--- begin ---

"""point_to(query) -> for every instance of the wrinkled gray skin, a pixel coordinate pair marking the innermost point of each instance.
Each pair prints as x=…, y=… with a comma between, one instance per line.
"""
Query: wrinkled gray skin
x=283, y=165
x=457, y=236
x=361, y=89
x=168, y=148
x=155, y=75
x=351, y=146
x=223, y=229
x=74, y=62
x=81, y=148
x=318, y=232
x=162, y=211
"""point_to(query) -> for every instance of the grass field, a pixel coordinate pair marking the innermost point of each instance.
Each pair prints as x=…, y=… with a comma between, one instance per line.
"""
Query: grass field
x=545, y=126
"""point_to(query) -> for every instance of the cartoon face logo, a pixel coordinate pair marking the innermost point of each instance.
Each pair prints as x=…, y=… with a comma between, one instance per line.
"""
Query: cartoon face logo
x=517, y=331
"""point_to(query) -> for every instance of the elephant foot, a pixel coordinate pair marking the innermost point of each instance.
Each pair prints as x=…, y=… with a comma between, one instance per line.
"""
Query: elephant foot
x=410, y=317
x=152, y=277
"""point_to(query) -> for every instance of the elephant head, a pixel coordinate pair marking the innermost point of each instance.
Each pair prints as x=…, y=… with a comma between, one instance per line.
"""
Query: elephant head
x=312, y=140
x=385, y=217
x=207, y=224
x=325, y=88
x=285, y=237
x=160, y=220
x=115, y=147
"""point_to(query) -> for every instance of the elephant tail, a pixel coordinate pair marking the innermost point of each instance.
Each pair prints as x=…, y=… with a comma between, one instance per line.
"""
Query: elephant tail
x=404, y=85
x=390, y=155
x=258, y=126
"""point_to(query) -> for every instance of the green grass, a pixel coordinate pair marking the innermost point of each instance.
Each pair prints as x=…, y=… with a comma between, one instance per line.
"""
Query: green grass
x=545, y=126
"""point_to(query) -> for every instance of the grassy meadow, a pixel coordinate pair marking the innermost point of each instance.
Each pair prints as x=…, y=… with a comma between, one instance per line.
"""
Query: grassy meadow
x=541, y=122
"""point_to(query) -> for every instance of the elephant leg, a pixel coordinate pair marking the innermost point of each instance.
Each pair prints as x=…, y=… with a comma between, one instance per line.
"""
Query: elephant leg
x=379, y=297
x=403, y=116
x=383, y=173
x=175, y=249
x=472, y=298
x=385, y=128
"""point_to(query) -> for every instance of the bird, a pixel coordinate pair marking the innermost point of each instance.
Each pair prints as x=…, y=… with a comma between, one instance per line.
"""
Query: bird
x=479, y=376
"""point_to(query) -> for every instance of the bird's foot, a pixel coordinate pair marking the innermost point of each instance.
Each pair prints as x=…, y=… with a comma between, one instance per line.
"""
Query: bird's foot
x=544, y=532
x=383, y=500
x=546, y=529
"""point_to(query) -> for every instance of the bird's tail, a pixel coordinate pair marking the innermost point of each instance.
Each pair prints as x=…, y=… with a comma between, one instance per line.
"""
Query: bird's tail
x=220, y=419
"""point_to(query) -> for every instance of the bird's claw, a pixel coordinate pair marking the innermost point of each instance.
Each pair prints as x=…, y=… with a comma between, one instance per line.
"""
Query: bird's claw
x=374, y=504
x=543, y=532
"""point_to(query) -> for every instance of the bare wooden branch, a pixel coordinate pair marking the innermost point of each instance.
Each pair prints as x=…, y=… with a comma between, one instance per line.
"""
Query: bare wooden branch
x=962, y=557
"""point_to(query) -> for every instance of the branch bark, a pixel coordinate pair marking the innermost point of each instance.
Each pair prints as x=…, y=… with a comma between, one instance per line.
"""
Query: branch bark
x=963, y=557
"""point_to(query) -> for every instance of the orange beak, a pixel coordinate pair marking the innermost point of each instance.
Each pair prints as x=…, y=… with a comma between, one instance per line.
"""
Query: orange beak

--- end ---

Write out all of the data above again, line for line, with nothing changed.

"""point_to(query) -> for every instance of the wrinkled gray skin, a pixel coordinate pair marking the innermost point of each instance.
Each pair prints as x=…, y=… with a comma between, one instance per line.
"""
Query: wrinkled gray skin
x=283, y=165
x=457, y=236
x=361, y=89
x=168, y=148
x=155, y=75
x=351, y=146
x=223, y=229
x=74, y=62
x=81, y=148
x=318, y=232
x=162, y=211
"""point_to(query) -> for every instance of the grass field, a pixel coordinate pair marking the innermost point of each instance.
Each pair prints as x=…, y=… with a comma between, one instance per line.
"""
Query: grass field
x=545, y=126
"""point_to(query) -> for every instance of the cartoon face logo, a pixel coordinate pair marking the innermost point of each instance.
Each pair prints as x=…, y=… with a comma between, one instance per line.
"""
Query: cartoon face logo
x=517, y=331
"""point_to(query) -> for every instance of the elephant foot, a pixel coordinate pair marking the innermost point of each instance.
Each pair prints as x=…, y=… with a comma between, one instance per line.
"""
Query: elephant foot
x=410, y=317
x=152, y=277
"""point_to(query) -> for every instance of the elephant head, a pixel coordinate pair marking the innermost point of each instance.
Each pair prints as x=…, y=… with a comma between, one instance per line.
"""
Query: elephant head
x=312, y=140
x=385, y=217
x=207, y=224
x=325, y=88
x=285, y=237
x=160, y=220
x=115, y=147
"""point_to(query) -> for every instance of the elephant tail, a pixel coordinate pair marking the innermost point of each instance.
Each pair prints as x=…, y=… with a comma between, one instance per line.
"""
Query: elephant tail
x=404, y=85
x=390, y=155
x=258, y=126
"""point_to(query) -> for every instance of the green grass, a pixel coordinate pair marking the innermost point of each instance.
Each pair prints as x=…, y=… with a comma between, one instance per line.
"""
Query: green grass
x=545, y=126
"""point_to(query) -> for every instance of the grassy meadow, a pixel coordinate pair marking the innermost point of each instance.
Each pair prints as x=…, y=… with a comma between, one instance per line.
"""
Query: grassy meadow
x=541, y=122
"""point_to(query) -> for every instance of the elephant leg, a pixel coordinate pair marking the innermost point of each instance.
Each pair prints as x=…, y=… with a comma between, one instance per line.
"""
Query: elephant leg
x=379, y=297
x=403, y=116
x=383, y=173
x=175, y=249
x=472, y=298
x=385, y=128
"""point_to(query) -> for every instance of the bird, a pixel coordinate pair marking the innermost point of each instance.
Each pair prints as x=…, y=… with a comma between, one instance per line.
"""
Query: bird
x=479, y=376
"""point_to(query) -> for every instance of the bird's foot, a pixel coordinate pair marking the innermost point of each instance.
Each pair prints as x=…, y=… with a comma between, one instance per line.
"""
Query: bird's foot
x=544, y=532
x=383, y=500
x=546, y=529
"""point_to(query) -> for every instance of the bird's tail, a pixel coordinate pair marking the innermost point of each instance.
Each pair prints as x=…, y=… with a comma between, one instance per line.
"""
Query: bird's tail
x=220, y=419
"""point_to(query) -> for every instance of the bird's claw, a pixel coordinate pair marking the innermost point of each instance.
Each pair prints as x=…, y=… with a comma between, one instance per line.
"""
Query: bird's claw
x=374, y=504
x=543, y=532
"""point_to(query) -> for every instance of the bare wooden branch, a pixel coordinate pair marking the innermost point of each instance.
Each pair prints as x=…, y=… with a comma between, one instance per line.
"""
Query: bare wooden branch
x=962, y=557
"""point_to(query) -> for every instance of the branch bark, a pixel coordinate pair marking the innermost point of each instance.
Each pair prints as x=…, y=… with a comma between, one instance per line.
"""
Query: branch bark
x=963, y=557
"""point_to(query) -> for every instance of the orange beak, a pixel coordinate pair marking the innermost point of each instance.
Each pair prints as x=…, y=… with a comma between, one instance per line.
"""
Query: orange beak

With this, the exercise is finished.